◆ **Data shown**
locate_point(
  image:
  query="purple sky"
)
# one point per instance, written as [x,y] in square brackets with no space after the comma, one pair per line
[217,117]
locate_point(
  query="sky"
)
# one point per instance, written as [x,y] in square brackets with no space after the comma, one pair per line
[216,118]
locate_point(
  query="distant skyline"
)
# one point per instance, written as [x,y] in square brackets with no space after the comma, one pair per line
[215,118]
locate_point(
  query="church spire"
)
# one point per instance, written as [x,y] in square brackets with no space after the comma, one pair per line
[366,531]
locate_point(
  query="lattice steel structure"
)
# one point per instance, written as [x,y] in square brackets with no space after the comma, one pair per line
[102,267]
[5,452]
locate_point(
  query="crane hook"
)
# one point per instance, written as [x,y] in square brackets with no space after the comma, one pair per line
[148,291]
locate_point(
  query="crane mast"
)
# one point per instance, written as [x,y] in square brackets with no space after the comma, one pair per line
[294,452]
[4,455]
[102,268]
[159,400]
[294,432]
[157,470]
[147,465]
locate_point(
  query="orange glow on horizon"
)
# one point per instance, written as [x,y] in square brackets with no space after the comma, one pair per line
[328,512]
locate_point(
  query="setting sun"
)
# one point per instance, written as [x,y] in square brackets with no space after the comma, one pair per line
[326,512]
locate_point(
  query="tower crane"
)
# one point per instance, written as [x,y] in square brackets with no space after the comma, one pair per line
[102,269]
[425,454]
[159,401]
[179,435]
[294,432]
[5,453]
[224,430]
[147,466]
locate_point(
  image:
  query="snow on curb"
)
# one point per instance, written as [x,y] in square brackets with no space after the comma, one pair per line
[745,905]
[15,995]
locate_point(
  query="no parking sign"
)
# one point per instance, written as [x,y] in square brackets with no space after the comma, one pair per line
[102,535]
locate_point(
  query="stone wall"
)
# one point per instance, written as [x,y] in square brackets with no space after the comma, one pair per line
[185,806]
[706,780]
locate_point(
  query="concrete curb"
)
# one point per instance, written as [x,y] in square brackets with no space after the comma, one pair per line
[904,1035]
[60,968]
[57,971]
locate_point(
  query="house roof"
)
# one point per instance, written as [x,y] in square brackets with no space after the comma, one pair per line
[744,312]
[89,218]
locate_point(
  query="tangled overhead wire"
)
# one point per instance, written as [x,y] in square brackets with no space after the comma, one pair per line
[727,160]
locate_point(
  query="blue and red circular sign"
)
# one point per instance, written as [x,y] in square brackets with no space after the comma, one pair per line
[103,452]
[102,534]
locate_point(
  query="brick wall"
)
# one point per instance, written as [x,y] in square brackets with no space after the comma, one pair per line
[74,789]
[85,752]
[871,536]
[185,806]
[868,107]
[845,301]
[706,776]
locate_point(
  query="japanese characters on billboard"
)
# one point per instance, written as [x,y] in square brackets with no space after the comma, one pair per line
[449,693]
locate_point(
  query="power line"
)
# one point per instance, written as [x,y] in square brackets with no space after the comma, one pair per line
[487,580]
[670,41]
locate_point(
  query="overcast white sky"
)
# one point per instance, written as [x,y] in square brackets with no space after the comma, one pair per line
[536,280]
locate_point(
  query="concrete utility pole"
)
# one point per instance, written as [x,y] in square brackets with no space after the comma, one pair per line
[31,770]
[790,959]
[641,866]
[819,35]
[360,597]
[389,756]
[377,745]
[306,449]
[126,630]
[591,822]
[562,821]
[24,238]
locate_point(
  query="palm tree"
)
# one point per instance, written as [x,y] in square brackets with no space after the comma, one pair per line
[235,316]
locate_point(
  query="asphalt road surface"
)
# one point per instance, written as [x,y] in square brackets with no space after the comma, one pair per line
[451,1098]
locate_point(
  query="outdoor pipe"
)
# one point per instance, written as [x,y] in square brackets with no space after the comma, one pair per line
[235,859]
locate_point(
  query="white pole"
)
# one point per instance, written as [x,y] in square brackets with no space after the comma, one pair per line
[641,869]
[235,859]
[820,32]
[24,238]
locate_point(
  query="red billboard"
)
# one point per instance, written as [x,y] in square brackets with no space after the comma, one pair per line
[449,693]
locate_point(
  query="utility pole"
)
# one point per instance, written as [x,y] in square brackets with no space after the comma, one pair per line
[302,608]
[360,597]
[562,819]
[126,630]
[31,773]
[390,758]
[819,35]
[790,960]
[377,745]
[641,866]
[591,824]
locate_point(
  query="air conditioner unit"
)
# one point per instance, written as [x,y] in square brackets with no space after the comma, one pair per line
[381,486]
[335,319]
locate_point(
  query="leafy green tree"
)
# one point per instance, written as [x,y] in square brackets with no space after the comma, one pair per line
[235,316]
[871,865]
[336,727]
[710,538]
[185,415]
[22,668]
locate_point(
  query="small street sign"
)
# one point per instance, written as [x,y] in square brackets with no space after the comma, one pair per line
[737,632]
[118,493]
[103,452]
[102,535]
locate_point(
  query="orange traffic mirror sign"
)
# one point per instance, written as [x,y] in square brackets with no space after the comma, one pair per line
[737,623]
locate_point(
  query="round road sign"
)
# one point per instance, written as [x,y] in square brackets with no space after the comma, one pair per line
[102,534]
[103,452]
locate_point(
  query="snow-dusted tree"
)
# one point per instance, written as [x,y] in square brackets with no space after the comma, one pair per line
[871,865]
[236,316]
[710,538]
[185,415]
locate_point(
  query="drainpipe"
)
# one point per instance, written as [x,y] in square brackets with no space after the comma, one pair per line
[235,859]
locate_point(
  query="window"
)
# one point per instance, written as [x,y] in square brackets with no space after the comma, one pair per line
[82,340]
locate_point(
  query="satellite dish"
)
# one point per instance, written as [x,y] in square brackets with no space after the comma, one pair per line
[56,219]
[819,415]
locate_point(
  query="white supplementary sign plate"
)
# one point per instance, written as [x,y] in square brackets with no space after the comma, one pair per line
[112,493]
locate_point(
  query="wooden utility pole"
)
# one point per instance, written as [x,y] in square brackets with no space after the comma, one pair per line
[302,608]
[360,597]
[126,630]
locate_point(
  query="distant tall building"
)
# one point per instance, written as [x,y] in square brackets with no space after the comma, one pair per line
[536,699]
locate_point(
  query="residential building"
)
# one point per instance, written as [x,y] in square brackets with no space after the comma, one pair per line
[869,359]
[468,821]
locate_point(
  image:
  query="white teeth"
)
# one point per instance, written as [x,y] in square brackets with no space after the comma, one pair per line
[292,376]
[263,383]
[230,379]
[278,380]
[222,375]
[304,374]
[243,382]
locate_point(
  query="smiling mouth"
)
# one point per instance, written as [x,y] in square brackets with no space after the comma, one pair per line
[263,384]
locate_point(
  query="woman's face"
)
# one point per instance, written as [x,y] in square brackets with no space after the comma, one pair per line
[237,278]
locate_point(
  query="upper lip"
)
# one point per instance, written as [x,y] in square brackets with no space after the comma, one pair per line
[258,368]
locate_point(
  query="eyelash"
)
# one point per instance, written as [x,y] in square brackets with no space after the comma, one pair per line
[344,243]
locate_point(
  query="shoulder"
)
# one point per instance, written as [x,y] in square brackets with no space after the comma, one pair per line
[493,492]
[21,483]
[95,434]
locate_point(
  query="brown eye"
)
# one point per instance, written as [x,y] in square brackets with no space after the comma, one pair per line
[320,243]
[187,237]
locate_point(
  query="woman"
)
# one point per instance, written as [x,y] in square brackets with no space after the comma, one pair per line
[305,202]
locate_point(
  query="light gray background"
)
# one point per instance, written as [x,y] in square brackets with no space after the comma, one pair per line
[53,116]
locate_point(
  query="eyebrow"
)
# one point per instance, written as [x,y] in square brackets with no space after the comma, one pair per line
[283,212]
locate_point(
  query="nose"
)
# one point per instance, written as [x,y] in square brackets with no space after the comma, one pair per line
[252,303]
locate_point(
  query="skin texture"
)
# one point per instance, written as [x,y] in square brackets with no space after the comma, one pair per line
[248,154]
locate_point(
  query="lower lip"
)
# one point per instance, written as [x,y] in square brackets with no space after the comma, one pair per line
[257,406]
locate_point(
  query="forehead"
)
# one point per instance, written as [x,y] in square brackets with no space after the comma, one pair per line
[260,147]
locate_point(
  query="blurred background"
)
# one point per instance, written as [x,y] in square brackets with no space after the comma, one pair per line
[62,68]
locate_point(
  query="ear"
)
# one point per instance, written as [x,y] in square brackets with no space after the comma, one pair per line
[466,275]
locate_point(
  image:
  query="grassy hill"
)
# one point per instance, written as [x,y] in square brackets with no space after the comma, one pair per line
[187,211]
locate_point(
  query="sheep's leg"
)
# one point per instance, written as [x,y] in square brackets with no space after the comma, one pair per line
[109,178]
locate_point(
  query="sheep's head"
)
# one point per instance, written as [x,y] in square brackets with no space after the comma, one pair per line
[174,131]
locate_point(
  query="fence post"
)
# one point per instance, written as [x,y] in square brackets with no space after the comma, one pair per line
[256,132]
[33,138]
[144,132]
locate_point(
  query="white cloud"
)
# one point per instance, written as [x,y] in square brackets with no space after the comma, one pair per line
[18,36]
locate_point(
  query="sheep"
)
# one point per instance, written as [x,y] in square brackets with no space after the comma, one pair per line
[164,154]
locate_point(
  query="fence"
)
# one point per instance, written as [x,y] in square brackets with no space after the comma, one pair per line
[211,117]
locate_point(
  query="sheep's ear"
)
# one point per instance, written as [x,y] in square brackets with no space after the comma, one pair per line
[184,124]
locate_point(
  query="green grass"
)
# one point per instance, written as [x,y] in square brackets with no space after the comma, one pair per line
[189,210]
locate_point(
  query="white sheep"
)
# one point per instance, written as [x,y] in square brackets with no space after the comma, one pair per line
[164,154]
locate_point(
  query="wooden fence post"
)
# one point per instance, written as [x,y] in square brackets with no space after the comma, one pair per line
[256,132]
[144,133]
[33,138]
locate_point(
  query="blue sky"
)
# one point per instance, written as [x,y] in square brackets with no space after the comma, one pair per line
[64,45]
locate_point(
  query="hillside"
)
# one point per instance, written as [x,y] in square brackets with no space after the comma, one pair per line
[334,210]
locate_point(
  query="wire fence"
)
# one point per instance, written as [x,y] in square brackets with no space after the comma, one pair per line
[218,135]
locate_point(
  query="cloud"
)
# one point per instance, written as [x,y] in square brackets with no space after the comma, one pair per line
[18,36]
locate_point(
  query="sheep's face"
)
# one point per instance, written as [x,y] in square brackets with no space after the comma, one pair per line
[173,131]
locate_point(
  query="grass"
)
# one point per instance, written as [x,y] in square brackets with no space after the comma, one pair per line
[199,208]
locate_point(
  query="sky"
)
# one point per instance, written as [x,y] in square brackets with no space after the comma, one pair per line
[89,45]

◆ **Set problem**
Extract every line of the rows above that contains the string "white", treating uppercase and lowercase letters as different.

◆ **Result below**
  query="overcast white sky"
  query="white pole"
  query="white supplementary sign plate"
  query="white teeth"
  query="white cloud"
  query="white sheep"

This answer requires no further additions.